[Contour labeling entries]
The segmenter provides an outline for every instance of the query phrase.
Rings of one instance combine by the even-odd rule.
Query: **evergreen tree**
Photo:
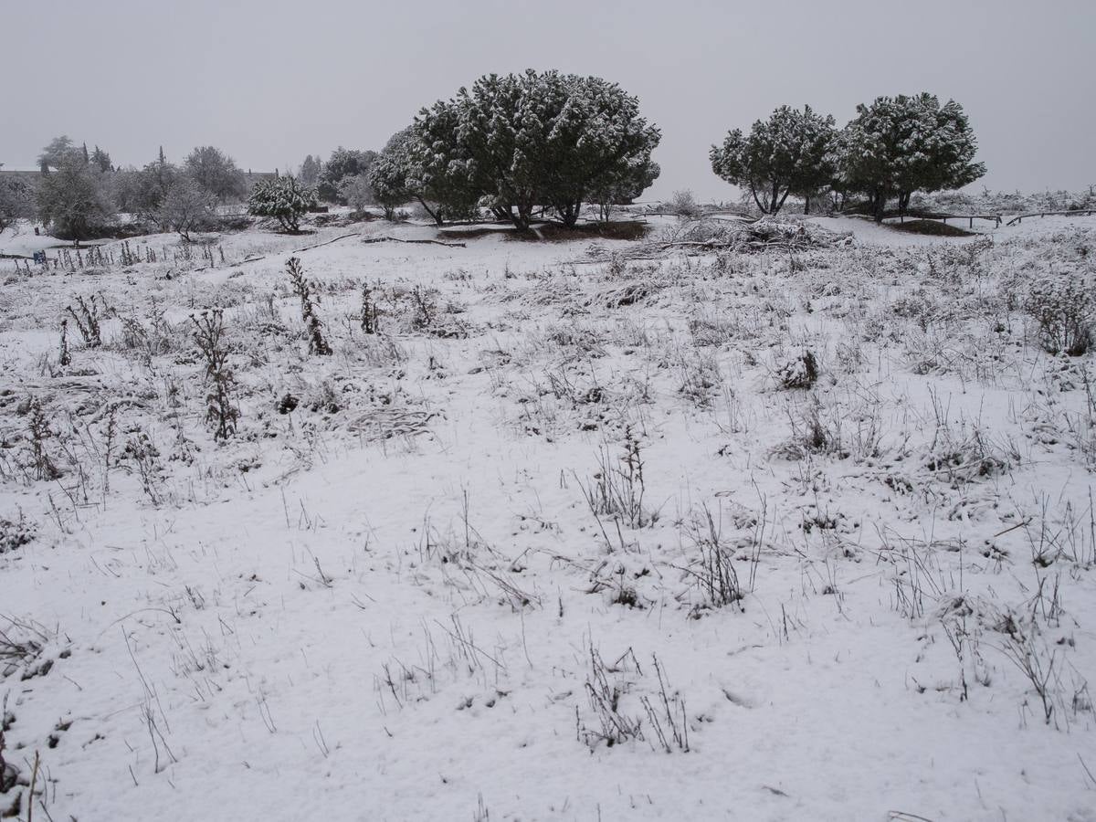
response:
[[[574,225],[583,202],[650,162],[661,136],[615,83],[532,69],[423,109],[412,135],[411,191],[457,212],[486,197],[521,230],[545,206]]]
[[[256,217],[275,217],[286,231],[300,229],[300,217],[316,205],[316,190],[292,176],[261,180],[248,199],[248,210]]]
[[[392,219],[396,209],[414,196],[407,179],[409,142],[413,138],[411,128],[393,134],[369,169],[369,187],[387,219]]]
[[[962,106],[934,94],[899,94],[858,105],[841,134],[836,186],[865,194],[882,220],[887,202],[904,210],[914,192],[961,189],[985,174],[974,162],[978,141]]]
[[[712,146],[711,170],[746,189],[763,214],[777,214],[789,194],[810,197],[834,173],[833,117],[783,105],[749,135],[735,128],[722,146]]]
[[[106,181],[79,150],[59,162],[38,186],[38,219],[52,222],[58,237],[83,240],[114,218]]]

» **Your instructions**
Which lines in the items above contain the word "instance"? Copy each of them.

» **Exercise result**
The segmenter provides an outline for every instance of the query phrase.
Rings of one instance combine by the even-odd rule.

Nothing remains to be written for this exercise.